TT. Daí que seja entendimento generalizado, também da doutrina, que a capacidade contributiva continua a ser um critério de aferição da igualdade fiscal, acolhida pela Constituição da República Portuguesa, decorrendo, precisamente, dos princípios estruturantes do sistema fiscal formulados nos artigos 103.º e 104.º da CRP.

UU. É assim evidente que, à luz do critério da capacidade contributiva, decorrente do princípio da igualdade tributária, o entendimento defendido pelo acórdão recorrido funda-se num tratamento desigual de situações iguais, uma vez que, a Recorrente ao cumprir os requisitos que lhe são exigidos para requerer a limitação dos pagamentos por conta, deve poder beneficiar dessa limitação, apesar de fazer parte de um grupo de sociedades que optou pelo RETGS.

VV. Neste sentido, veja-se o acórdão do Tribunal Constitucional, proferido no âmbito do processo n.º 409/99, de 29/06/1999: “O princípio da igualdade, consagrado no artigo 13º da Constituição da República Portuguesa, impõe que se dê tratamento igual ao que for essencialmente igual e que se trate diferentemente o que for essencialmente diferente. Na verdade, o princípio da igualdade, entendido como limite objectivo da discricionariedade legislativa, não veda à lei a adopção de medidas que estabeleçam distinções. Todavia, proíbe a criação de medidas que estabeleçam distinções discriminatórias, isto é, desigualdades de tratamento materialmente não fundadas ou sem qualquer fundamentação razoável, objectiva e racional. O princípio da igualdade enquanto princípio vinculativo da lei, traduz-se numa ideia geral de proibição do arbítrio (…)”.

WW. Em sentido idêntico, e porque tal decisão arbitral, acolhe também o entendimento do acórdão acima mencionado, veja-se a decisão do Tribunal Arbitral, no processo n.º 14/2016-T, de 22/08/2019 que refere, a este propósito: “O Tribunal considera portanto, em primeiro lugar, que o princípio da igualdade impõe que se dê tratamento igual ao que é essencialmente igual. Essencialmente igual significa, em nosso entender, igual no que é relevante, nas situações em causa, em face dos fins ou objetivos das leis em causa. Por outras palavras, o Tribunal considera não serem de admitir as diferenças de tratamento arbitrárias, irrazoáveis ou infundadas, sendo tidas como tais todas as que não encontrem um apoio suficiente na distinta materialidade das diferentes situações que se contemplam.”.

Itens de anotação de regiões
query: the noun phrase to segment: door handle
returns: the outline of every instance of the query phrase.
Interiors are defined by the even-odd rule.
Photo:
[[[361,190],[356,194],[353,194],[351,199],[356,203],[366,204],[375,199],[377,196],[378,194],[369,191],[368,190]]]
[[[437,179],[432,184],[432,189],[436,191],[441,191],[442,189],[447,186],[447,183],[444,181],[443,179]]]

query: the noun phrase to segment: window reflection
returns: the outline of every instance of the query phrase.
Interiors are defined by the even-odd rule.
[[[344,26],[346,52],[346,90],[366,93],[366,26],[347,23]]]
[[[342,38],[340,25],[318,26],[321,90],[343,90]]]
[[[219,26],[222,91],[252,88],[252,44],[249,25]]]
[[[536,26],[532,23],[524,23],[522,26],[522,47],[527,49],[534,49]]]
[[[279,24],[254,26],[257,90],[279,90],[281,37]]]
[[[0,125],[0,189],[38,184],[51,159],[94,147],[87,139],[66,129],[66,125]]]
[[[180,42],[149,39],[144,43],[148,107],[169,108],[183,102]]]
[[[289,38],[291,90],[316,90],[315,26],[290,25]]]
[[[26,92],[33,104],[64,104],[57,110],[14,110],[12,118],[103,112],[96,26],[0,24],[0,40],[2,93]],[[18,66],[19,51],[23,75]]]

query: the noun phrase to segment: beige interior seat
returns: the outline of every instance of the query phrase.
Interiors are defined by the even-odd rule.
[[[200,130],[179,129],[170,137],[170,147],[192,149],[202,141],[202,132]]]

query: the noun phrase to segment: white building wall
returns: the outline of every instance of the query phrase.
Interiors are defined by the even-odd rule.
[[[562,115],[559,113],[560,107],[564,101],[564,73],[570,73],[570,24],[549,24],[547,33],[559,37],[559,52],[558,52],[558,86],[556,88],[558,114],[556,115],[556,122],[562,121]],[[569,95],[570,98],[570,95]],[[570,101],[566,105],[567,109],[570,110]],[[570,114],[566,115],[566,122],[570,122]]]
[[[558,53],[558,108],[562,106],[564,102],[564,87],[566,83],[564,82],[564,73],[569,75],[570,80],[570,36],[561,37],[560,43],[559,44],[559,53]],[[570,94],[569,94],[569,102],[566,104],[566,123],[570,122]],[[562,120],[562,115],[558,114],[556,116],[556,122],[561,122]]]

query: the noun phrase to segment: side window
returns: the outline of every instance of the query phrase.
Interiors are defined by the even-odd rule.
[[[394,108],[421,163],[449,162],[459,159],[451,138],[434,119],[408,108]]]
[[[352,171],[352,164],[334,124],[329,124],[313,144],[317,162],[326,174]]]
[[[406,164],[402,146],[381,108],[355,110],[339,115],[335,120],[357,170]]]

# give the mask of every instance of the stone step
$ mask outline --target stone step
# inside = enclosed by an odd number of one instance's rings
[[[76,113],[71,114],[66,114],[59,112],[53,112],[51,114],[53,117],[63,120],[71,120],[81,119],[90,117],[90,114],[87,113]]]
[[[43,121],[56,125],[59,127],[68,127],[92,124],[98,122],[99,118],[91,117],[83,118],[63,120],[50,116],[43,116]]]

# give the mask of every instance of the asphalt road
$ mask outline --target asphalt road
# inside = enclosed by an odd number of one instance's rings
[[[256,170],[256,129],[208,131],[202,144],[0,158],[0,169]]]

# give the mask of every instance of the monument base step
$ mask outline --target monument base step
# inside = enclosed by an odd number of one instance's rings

▸ Trabalho a realizar
1. Responda a estas perguntas com base no texto sobre a igualdade fiscal:
(a) Em que artigos da CRP estão formulados os princípios estruturantes do sistema fiscal?
(b) Em que processo foi proferido o acórdão do Tribunal Constitucional citado, e em que data?
(c) Em que artigo da Constituição da República Portuguesa está consagrado o princípio da igualdade, segundo esse acórdão?
2. Prolongue o texto sobre a igualdade fiscal a partir do ponto em que termina.

▸ Respostas aos exercícios
1.
(a) Nos artigos 103.º e 104.º da CRP.
(b) No processo n.º 409/99, em 29/06/1999.
(c) No artigo 13.º.

2.
XX. No entendimento da Recorrente, entre a possibilidade de requerer o regime da limitação dos pagamentos por conta por uma sociedade que não faça parte de um grupo de sociedades, e entre uma outra que requeira a sujeição ao regime especial de tributação de grupos de sociedades, em que os requisitos exigíveis pelo artigo 99.º, n.º 1 do Código do IRC se demonstrem cumpridos, não existe distinta materialidade.

YY. Pelo contrário, existe igualdade essencial, uma vez que, tais entidades que fazem parte de grupo de sociedades têm o mesmo direito de poder requerer a limitação dos pagamentos por conta, desde que preenchidos os requisitos do artigo supra mencionado.

ZZ. E não foi essa a intenção do legislador, pois se o legislador não pretendesse que as empresas que tributam pelo RETGS não pudessem limitar os pagamentos por conta, especialmente no primeiro ano da aplicação do regime, tinha expressamente proibido essa limitação, mas não o fez.

AAA. O acórdão recorrido não utiliza qualquer fundamentação legal que justifique a restrição deste direito às sociedades que tributam em grupo, nem poderia fazê-lo, na medida em que, se trata de uma situação essencialmente idêntica, que deverá ter um tratamento igual, como se de uma sociedade que não faça parte de um grupo, se tratasse.

BBB. Ora, salvo o devido respeito, o entendimento do TCA Sul, em defender a diferença de tratamento entre estas situações, que são essencialmente idênticas, não é justificada.

CCC. Conforme logrou demonstrar, através de requerimento entregue no dia 21/03/2005, a Recorrente requereu a sujeição ao regime especial de tributação dos grupos de sociedades previsto no artigo 63.º e seguintes do Código do IRC (cf. facto provado no ponto 4 da matéria de facto da sentença do TAF de Almada e no ponto 4 da matéria de facto do acórdão do TCA Sul).

DDD. Todavia, logo após apresentação do referido requerimento, constatou que, de acordo com os elementos de que dispunha, o montante do pagamento por conta já efetuado era muito superior ao imposto que seria devido no final do exercício.

EEE. Por essa razão, em 28/04/2005, a ora Recorrente apresentou requerimento a solicitar a limitação dos pagamentos por conta, com base no preceituado no artigo 99.º, n.º 1 do Código do IRC (cf. facto provado no ponto 5 da matéria de facto da sentença do TAF de Almada e no ponto 5 da matéria de facto do acórdão do TCA Sul).

FFF. Com efeito, o primeiro pagamento por conta que a Recorrente efetuou, ascendeu a € 2.102.773,00, sendo que no final do exercício de 2005, a matéria coletável apurada totalizou o montante de € 3.235.477,39, o que resultou no valor de imposto a reembolsar no montante de € 1.321.404,46.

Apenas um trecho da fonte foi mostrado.